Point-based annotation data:
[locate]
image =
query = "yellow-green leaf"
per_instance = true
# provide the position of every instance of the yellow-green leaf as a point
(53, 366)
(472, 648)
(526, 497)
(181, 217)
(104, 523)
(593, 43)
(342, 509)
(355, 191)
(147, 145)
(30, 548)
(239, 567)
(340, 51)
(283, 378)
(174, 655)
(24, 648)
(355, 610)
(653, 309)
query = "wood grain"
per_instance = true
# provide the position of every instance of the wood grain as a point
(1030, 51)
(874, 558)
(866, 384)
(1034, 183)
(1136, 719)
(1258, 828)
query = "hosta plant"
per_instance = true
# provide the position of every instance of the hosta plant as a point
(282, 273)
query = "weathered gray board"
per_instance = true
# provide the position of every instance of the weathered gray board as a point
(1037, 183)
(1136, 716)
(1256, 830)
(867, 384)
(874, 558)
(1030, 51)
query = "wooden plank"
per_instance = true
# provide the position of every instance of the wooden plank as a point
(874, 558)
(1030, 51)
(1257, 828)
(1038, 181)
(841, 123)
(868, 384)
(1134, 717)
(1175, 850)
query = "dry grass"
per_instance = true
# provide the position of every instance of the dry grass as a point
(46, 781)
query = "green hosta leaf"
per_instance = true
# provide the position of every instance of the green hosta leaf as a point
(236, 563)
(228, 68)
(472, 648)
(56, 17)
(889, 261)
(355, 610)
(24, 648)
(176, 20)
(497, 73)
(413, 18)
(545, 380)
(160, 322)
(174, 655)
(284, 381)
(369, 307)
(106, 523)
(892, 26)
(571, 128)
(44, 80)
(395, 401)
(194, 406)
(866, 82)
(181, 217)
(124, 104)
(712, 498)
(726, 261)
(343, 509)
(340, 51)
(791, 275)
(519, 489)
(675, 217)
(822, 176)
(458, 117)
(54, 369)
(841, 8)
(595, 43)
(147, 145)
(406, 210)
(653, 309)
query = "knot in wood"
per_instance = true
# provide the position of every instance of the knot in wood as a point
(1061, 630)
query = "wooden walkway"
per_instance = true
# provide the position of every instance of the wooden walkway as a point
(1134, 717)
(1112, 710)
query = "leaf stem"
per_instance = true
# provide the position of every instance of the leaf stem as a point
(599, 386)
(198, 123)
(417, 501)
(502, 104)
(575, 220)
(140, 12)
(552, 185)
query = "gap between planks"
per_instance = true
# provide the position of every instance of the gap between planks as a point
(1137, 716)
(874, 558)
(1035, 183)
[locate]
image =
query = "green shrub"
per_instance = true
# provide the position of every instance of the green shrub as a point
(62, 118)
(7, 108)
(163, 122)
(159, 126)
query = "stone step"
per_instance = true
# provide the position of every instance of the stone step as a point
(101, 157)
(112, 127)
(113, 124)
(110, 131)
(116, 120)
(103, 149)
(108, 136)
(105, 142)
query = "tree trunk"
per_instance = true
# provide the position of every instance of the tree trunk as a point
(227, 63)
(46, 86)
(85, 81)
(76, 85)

◆ GIVEN PROBLEM ◆
Can you reproduce all the material exactly?

◆ RESPONSE TO THE TASK ◆
[locate]
image =
query = "yellow-green leaf"
per_instance = true
# provide the position of every instance of the yellow-green leaf as a point
(53, 366)
(472, 648)
(526, 497)
(181, 217)
(104, 523)
(593, 43)
(342, 509)
(355, 191)
(147, 145)
(30, 548)
(239, 567)
(340, 51)
(283, 378)
(174, 655)
(24, 648)
(355, 610)
(653, 309)
query = "wood grain"
per_instance = true
# provide the position of every instance of the wood grain as a point
(1030, 51)
(874, 558)
(866, 384)
(1034, 183)
(1136, 719)
(1258, 828)
query = "hosta plant"
per_instance = true
# provide the position of every instance of the hosta plant as a point
(282, 273)
query = "weathered gray board"
per_instance = true
# provide the position of every instance of the weathered gray board as a point
(1037, 183)
(1136, 716)
(1256, 830)
(867, 384)
(874, 558)
(1030, 51)
query = "wooden plank"
per_instance = true
# provide the position of every instance of the wooden plank as a point
(874, 558)
(1030, 51)
(1257, 828)
(1038, 181)
(841, 123)
(868, 384)
(1134, 717)
(1175, 850)
query = "dry grass"
per_instance = true
# provide the position of every instance of the dry grass as a point
(46, 781)
query = "green hosta leaf"
per_instance = true
# provide the position of every instance of the green hosta leaf as a point
(236, 563)
(228, 68)
(472, 648)
(56, 17)
(889, 261)
(355, 610)
(24, 648)
(176, 20)
(497, 73)
(413, 18)
(545, 380)
(160, 322)
(174, 655)
(284, 381)
(369, 307)
(106, 523)
(892, 26)
(571, 128)
(44, 80)
(395, 401)
(194, 406)
(866, 82)
(181, 217)
(124, 104)
(712, 498)
(726, 261)
(343, 509)
(340, 51)
(791, 275)
(519, 489)
(675, 217)
(822, 176)
(458, 117)
(54, 369)
(841, 8)
(595, 43)
(147, 145)
(406, 210)
(653, 309)
query = "knot in wood"
per_instance = true
# provide the position of every instance of the knot in wood as a point
(1061, 630)
query = "wooden walkway"
per_instance = true
# provide the position of every instance of the wooden walkway as a point
(1134, 717)
(1112, 710)
query = "leaf stem"
per_instance = true
# provide the position of every instance of the leaf stem as a point
(599, 386)
(198, 123)
(417, 501)
(502, 104)
(575, 220)
(140, 12)
(552, 185)
query = "gap between planks"
per_instance = true
# provide the position of every instance of the gap between planks as a point
(1137, 716)
(874, 558)
(1035, 183)
[locate]
image =
query = "green shrub"
per_instance = true
# provide the position of every instance of the green shrub as a point
(62, 118)
(7, 108)
(163, 122)
(159, 126)
query = "stone step"
per_instance = true
# provide the position of every instance of the stone step as a point
(101, 157)
(112, 127)
(113, 124)
(110, 131)
(116, 120)
(103, 149)
(108, 136)
(105, 142)
query = "tree trunk"
per_instance = true
# provide the position of every instance of the tree trunk as a point
(227, 63)
(46, 86)
(85, 81)
(76, 85)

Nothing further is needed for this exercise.